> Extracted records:
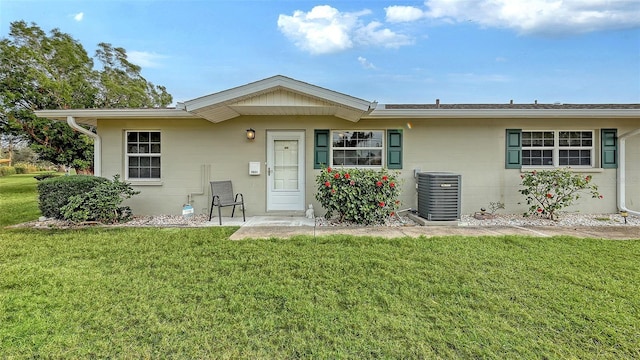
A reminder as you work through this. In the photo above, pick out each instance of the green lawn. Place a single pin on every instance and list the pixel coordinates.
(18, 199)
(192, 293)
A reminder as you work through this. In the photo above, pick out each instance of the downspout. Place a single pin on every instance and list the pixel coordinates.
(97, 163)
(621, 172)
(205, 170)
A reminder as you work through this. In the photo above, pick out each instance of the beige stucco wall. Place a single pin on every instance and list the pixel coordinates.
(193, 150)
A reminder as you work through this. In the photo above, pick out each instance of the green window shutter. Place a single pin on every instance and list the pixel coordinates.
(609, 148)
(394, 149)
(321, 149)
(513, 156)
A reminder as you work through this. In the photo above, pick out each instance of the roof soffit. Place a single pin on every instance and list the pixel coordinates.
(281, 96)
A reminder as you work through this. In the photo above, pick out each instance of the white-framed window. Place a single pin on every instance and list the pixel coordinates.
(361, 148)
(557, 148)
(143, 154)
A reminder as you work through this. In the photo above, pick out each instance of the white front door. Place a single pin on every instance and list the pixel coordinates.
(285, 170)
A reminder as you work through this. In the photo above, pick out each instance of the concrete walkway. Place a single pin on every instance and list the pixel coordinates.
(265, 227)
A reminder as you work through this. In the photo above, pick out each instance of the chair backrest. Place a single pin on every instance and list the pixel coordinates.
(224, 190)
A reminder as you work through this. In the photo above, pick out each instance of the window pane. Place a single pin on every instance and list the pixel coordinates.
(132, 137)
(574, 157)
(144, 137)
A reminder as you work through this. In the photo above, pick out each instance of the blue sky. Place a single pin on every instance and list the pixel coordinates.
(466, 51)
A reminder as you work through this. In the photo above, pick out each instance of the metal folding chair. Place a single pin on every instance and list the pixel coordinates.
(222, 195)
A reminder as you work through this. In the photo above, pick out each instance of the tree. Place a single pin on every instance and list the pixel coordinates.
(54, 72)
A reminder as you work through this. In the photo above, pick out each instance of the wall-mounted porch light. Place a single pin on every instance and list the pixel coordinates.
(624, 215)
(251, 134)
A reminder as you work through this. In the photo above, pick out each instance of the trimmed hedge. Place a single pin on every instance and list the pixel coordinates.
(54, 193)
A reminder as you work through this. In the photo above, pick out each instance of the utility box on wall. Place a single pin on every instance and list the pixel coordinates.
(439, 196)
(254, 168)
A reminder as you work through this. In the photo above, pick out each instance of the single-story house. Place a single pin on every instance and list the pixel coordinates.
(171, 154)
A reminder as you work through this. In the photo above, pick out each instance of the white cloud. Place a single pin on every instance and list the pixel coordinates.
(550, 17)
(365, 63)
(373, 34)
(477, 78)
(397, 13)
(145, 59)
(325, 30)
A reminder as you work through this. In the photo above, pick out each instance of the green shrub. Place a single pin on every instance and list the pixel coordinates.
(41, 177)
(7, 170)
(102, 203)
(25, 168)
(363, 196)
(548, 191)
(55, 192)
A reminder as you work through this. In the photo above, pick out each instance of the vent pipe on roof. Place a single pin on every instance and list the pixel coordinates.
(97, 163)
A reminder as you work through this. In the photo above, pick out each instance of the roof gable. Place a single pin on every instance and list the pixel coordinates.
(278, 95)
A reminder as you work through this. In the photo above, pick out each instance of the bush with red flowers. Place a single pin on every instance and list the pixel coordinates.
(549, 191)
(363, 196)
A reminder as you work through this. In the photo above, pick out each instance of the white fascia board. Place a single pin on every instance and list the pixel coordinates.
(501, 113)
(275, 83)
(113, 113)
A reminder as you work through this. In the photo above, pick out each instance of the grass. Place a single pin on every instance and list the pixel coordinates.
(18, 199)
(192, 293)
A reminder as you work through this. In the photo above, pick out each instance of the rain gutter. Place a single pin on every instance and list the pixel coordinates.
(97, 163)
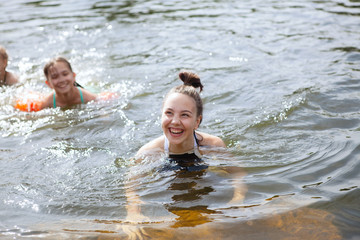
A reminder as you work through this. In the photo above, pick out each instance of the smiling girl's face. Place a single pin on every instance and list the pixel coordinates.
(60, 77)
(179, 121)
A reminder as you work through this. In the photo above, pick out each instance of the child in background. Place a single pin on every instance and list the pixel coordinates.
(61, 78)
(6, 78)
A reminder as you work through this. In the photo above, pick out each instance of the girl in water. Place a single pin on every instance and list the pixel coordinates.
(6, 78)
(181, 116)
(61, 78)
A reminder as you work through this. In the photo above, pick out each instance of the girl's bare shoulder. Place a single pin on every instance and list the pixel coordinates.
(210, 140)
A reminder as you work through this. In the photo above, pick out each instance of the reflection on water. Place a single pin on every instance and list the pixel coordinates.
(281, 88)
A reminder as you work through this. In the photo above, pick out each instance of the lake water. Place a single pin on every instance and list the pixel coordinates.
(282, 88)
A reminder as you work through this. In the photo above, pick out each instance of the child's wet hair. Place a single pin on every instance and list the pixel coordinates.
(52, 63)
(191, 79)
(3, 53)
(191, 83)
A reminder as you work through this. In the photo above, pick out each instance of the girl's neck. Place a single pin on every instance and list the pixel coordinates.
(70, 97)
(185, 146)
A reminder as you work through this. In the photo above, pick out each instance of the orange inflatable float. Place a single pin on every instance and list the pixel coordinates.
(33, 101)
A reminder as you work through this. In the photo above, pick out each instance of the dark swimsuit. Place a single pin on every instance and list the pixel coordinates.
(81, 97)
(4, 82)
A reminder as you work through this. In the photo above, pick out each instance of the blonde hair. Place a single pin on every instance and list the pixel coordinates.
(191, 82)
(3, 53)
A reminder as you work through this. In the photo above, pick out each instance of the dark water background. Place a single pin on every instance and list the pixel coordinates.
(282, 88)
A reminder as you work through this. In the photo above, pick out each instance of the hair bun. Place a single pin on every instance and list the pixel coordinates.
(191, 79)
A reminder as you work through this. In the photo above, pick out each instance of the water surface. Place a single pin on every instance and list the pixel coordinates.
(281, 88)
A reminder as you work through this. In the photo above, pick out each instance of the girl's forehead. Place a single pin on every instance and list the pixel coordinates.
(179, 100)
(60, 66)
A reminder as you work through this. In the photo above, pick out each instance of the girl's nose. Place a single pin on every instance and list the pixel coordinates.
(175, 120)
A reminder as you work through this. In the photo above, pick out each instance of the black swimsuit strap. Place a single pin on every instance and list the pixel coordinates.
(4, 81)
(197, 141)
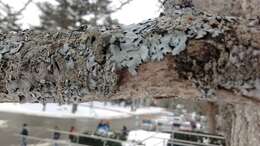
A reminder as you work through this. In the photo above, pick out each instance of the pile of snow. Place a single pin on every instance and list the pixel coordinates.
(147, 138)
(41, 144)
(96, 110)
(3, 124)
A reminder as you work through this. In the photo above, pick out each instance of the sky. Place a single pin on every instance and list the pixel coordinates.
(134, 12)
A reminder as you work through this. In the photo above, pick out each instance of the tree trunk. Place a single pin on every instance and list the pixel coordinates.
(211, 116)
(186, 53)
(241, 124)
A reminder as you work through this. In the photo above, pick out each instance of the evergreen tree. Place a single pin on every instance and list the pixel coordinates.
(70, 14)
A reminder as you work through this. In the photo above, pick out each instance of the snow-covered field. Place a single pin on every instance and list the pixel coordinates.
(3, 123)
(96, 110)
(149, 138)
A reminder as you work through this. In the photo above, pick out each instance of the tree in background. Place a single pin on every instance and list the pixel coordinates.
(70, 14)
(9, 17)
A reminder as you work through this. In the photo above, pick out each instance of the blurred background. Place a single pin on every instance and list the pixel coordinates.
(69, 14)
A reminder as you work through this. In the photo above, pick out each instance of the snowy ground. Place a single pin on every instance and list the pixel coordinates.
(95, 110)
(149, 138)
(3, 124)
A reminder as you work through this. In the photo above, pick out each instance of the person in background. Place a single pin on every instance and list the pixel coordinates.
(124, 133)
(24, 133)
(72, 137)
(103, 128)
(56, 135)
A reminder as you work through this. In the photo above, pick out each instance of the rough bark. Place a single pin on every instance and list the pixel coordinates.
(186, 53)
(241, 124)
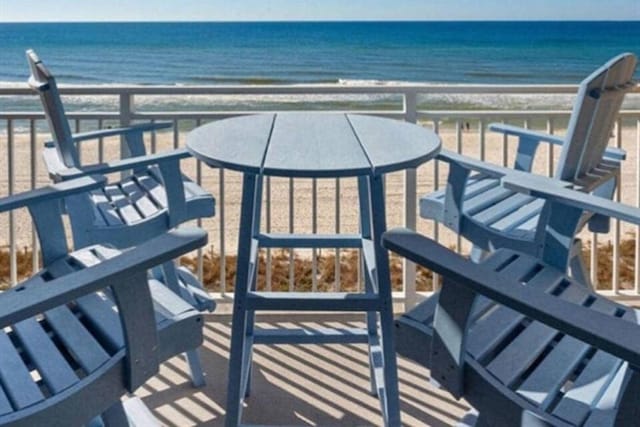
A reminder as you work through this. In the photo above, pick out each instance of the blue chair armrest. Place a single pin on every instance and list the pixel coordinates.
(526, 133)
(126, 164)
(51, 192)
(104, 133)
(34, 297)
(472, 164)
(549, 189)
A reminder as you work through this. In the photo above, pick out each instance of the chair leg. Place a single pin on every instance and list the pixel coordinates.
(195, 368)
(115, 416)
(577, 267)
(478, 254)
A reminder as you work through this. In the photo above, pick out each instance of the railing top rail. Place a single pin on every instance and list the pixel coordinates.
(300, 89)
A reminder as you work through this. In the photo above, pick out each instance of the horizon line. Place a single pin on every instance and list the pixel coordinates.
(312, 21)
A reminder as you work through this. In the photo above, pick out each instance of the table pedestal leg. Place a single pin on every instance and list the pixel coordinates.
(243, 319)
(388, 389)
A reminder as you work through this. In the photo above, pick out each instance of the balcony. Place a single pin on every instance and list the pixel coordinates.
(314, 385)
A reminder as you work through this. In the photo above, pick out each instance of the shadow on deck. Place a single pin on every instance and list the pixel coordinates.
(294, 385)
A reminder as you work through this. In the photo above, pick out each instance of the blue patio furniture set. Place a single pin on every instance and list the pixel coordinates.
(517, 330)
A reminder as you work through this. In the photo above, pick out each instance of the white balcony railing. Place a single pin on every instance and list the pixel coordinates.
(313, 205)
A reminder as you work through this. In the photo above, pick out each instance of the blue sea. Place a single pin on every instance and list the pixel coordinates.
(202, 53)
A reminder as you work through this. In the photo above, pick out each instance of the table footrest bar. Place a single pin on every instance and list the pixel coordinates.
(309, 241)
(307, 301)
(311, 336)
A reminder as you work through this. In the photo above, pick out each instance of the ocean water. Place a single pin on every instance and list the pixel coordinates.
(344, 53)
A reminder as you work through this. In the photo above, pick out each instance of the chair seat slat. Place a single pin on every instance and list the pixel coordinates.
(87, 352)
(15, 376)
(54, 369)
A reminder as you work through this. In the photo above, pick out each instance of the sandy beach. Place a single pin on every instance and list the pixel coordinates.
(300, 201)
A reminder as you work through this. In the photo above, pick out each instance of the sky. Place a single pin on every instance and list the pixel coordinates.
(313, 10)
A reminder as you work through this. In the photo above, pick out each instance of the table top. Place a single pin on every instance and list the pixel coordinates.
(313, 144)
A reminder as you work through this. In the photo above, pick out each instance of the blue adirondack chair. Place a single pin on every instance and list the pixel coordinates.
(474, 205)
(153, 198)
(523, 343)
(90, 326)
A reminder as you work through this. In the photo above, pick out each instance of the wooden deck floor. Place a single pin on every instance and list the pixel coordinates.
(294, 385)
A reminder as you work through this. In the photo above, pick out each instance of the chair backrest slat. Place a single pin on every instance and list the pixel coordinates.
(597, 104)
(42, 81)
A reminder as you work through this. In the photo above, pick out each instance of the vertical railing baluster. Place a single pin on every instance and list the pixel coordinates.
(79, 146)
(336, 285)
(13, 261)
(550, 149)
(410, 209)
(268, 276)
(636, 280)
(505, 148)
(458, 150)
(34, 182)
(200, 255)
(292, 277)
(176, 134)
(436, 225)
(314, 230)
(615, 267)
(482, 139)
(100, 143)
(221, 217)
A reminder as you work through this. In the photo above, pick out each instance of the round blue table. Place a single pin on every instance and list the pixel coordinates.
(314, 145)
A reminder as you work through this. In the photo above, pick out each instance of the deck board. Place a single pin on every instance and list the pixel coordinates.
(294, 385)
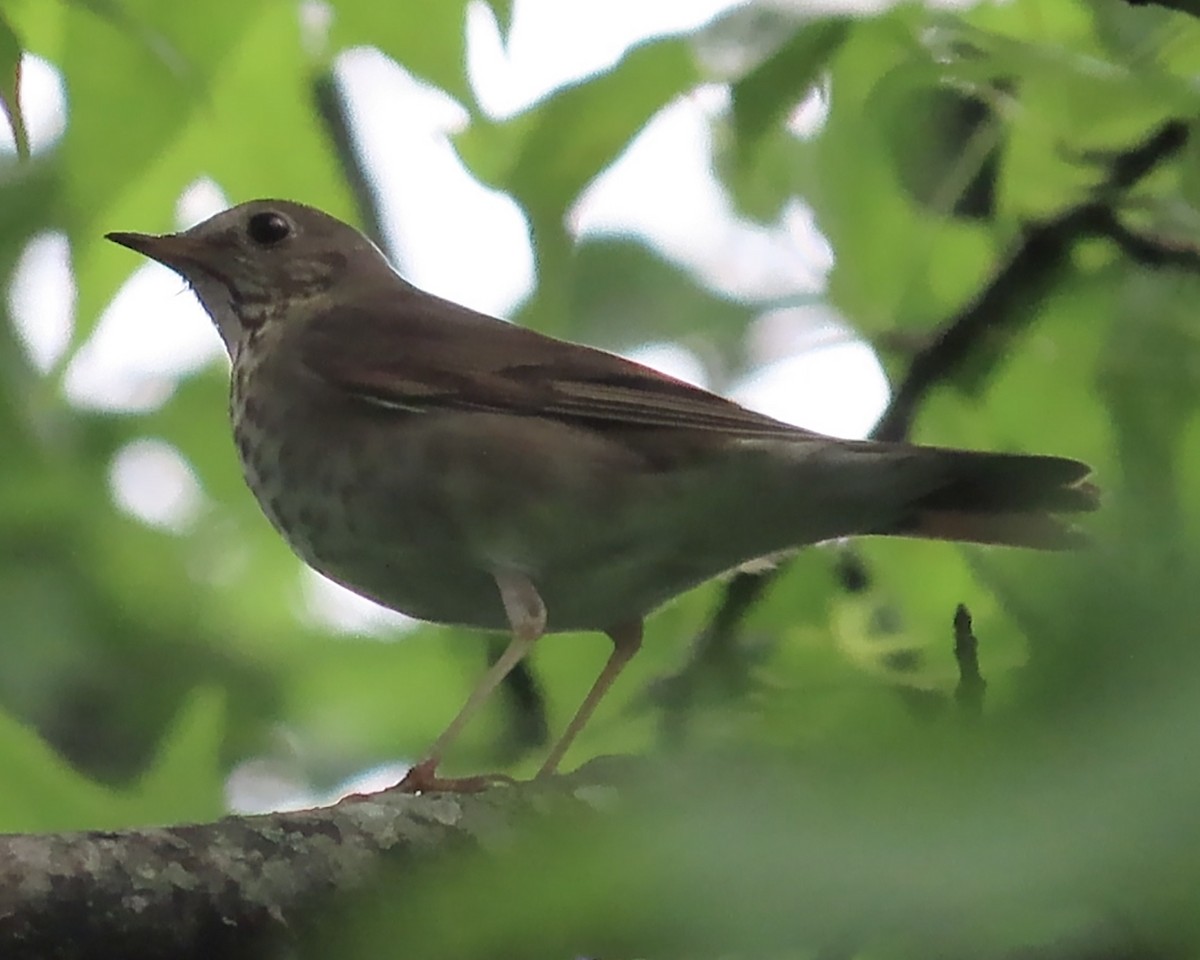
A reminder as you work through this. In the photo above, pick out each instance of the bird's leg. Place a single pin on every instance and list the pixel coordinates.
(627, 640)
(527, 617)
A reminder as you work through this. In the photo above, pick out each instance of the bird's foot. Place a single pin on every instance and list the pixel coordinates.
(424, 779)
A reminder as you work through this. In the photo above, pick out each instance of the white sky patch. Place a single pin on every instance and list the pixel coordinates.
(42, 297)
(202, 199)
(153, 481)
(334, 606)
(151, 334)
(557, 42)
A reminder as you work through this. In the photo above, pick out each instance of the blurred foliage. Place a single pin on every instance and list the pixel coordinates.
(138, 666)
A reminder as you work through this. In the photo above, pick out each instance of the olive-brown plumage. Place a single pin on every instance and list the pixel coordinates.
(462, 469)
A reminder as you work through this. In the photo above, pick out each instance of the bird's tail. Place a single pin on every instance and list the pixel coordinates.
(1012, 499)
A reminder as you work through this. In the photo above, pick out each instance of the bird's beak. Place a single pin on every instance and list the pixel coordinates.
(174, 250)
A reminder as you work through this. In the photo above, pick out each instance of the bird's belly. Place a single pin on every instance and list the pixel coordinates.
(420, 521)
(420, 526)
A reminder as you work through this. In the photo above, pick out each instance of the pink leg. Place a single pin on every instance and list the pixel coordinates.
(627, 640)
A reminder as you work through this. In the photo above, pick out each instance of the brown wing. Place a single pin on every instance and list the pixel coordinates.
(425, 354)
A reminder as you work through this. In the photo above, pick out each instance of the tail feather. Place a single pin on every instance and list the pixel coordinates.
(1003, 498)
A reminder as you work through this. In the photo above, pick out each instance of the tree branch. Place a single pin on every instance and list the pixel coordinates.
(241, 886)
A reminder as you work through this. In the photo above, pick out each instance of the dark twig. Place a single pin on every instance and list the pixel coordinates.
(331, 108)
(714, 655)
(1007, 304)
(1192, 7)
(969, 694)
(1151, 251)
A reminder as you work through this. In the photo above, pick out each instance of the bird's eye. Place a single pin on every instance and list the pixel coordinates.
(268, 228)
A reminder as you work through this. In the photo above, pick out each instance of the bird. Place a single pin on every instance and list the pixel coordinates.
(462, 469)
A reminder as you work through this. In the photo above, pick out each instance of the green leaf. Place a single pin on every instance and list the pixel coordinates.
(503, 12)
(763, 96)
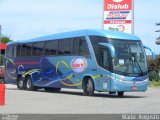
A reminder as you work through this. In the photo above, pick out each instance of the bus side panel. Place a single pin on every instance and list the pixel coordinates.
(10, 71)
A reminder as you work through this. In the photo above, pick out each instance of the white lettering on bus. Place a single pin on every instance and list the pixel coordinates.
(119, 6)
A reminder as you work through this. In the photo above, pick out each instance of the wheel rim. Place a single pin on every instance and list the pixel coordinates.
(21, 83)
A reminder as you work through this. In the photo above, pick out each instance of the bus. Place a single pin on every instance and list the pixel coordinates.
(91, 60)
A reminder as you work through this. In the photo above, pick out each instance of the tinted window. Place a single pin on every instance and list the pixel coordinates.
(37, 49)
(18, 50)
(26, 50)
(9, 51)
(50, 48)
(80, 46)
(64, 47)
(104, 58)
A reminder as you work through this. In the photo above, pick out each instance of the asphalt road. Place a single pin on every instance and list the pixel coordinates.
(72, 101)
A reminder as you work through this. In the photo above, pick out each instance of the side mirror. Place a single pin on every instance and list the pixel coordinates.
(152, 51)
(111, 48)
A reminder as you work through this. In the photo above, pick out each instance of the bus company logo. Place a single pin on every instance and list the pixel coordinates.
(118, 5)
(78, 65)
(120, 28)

> Exercise requirements: Send back exactly the lines from the line with "of the tinted" through the end of the records.

> Final answer:
A reminder as you work through this. In the photo above, pick out each instance of the tinted window. Place a single pin on every instance and list the pixel coordinates.
(37, 49)
(18, 50)
(26, 50)
(9, 51)
(50, 48)
(80, 46)
(64, 47)
(104, 58)
A reminder as you work through this. In the photo above, pick out each instance of the asphalt road. Place a single pin on every instance and list the pixel coordinates.
(72, 101)
A reminder as you work through this. In the photo above, pick out each instance of the side mirror. Place a single pin on every instance and list the pixel coordinates.
(152, 51)
(111, 48)
A reminder as you work through this. In the photo above, pick out each instance of the bus company logo. Place a single pin on every instance and list the pixel coordinates.
(118, 5)
(78, 65)
(120, 28)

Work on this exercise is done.